出題 A -
ジーンズの売上に関する原文抜粋によると、2021年のデニムカテゴリー全体の売上は2019年と比べて何%増えたか。
出題 B -
ジーンズの売上に関する原文抜粋にある次の一文を英語に訳せ。「リーバイスの501スタイルだけでも、第1四半期に前年同期比50%増となった。」
出題 C -
原文抜粋のうち、「リーバイスのプレジデント兼C」で始まり「たシルエットを販売してきた。」まで続く部分を、そのまま繰り返して書け。

原文抜粋 -

===============

調査会社のNPDグループ(The NPD Group)は3月、ストレートレッグのジーンズが2021年の売上額でスキニージーンズを超え、もっとも売れたジーンズとなり、このカテゴリーの3分の1、33億ドル(約4090億円)に達したと発表した。またNPDグループによると、2021年はデニムカテゴリー全体についても2019年と比べて9%増加し、アパレルの平均成長率を上回った。リーバイスでは、第1四半期においてボトムスの売上の約半分をゆったりとしたスタイルが占めた。スキニーデニムからの転換、そしてイベント回帰に伴うクローゼットの入れ替えの必要性は、今後のさらなる成長機会を示唆している。

リーバイスのプレジデント兼CEOのチップ・バーグ氏は、第1四半期決算発表のプレゼンテーション中、同社がルーズデニムのトレンドの「発端となった」と主張した。この主張を明確に立証することは困難だ。ワイドレッグは時代によって流行り廃りを繰り返してきたからだ。そのあいだに70年代にはフレアが、90年代にはバギーが流行した。さらに、ほとんどのデニム小売業者は長年にわたってワイドとスキニーをミックスしたシルエットを販売してきた。

しかし、1853年に有名な「501」のストレートレッグスタイルの販売から操業を開始したリーバイスは、2022年のワイドスタイルに対する需要に対応できる体制を整えていた。リーバイスの501スタイルだけでも、第1四半期に前年同期比50%増となった。

===============

[アウトラインのラベル付け記録]
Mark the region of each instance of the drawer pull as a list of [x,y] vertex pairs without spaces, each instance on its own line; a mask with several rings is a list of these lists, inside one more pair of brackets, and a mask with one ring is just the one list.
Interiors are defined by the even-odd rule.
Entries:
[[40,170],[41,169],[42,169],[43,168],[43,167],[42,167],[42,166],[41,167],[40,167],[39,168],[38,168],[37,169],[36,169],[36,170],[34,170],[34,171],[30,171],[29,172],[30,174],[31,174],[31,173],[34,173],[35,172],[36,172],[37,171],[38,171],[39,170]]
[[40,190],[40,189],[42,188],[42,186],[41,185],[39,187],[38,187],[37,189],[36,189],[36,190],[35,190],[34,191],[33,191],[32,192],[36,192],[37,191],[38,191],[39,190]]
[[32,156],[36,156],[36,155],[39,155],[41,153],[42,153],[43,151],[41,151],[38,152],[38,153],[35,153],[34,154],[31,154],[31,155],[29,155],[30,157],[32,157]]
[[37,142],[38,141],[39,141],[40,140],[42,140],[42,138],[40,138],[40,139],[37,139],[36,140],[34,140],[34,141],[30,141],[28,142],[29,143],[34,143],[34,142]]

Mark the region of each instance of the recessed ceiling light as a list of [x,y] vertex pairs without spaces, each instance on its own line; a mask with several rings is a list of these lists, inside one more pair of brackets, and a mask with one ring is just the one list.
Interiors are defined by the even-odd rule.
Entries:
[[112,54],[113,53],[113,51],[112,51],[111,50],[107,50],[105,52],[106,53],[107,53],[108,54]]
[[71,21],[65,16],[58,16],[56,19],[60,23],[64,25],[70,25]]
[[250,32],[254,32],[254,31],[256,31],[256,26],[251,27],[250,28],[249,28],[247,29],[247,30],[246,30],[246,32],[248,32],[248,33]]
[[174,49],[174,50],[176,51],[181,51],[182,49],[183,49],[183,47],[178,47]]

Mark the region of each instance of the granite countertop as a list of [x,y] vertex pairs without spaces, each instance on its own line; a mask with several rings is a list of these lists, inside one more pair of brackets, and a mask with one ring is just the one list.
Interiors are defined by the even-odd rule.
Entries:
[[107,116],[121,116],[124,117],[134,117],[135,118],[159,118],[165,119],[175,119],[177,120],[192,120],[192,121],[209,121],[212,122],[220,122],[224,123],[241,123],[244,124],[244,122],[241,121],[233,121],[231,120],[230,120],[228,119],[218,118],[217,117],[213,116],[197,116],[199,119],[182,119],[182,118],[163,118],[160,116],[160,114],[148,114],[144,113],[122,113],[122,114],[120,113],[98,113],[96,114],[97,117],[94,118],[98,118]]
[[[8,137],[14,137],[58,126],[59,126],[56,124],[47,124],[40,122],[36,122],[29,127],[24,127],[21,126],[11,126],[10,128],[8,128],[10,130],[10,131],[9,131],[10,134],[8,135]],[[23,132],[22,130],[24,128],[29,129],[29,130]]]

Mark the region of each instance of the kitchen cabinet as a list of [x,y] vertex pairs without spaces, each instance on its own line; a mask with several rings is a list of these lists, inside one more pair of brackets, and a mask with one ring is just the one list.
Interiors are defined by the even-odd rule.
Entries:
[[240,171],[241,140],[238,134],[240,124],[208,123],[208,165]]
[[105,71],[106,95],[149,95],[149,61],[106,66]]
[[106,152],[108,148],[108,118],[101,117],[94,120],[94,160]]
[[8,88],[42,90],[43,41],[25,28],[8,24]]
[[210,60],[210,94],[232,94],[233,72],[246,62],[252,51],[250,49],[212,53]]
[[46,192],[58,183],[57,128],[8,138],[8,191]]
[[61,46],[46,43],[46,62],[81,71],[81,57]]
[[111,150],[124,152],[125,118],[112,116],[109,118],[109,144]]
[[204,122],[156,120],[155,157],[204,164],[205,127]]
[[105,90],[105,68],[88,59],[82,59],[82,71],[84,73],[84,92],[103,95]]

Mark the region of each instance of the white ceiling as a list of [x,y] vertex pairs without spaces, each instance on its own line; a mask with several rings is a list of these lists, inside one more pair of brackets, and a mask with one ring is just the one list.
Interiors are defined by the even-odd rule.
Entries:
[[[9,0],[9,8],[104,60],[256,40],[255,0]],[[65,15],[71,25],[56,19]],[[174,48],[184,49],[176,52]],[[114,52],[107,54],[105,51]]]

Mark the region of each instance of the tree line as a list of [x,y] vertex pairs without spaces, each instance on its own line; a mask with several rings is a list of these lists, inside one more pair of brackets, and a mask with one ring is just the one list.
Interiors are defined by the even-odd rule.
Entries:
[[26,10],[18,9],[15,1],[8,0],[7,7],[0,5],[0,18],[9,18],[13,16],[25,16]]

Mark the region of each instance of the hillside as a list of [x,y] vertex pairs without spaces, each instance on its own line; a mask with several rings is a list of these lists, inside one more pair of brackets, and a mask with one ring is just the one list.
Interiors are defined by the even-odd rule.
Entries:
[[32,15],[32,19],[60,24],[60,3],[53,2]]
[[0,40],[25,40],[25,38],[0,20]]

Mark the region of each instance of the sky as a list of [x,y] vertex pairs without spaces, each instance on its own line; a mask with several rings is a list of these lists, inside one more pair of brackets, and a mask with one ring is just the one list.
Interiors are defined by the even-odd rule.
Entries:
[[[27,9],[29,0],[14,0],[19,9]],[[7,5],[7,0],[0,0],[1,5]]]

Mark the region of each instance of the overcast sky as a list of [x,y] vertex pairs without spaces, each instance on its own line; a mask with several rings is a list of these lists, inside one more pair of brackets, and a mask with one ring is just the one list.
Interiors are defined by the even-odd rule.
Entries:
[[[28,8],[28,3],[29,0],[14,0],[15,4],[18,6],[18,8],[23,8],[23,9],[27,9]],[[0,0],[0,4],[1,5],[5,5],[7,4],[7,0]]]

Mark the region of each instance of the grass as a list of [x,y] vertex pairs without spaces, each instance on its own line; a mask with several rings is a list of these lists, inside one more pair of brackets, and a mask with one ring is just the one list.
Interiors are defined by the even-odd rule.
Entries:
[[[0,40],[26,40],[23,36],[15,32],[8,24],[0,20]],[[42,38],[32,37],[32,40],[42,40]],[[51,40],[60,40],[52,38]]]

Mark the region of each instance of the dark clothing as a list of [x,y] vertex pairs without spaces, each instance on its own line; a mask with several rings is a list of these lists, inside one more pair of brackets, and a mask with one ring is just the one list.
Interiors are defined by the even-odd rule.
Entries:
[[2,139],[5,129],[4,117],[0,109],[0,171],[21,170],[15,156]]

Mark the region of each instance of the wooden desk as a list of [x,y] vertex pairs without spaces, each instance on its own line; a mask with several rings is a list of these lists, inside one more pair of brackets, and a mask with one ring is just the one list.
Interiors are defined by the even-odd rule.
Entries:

===============

解答 A -
9%増えた。

解答 B -
Levi's 501 style alone was up 50% year over year in the first quarter.

解答 C -
リーバイスのプレジデント兼CEOのチップ・バーグ氏は、第1四半期決算発表のプレゼンテーション中、同社がルーズデニムのトレンドの「発端となった」と主張した。この主張を明確に立証することは困難だ。ワイドレッグは時代によって流行り廃りを繰り返してきたからだ。そのあいだに70年代にはフレアが、90年代にはバギーが流行した。さらに、ほとんどのデニム小売業者は長年にわたってワイドとスキニーをミックスしたシルエットを販売してきた。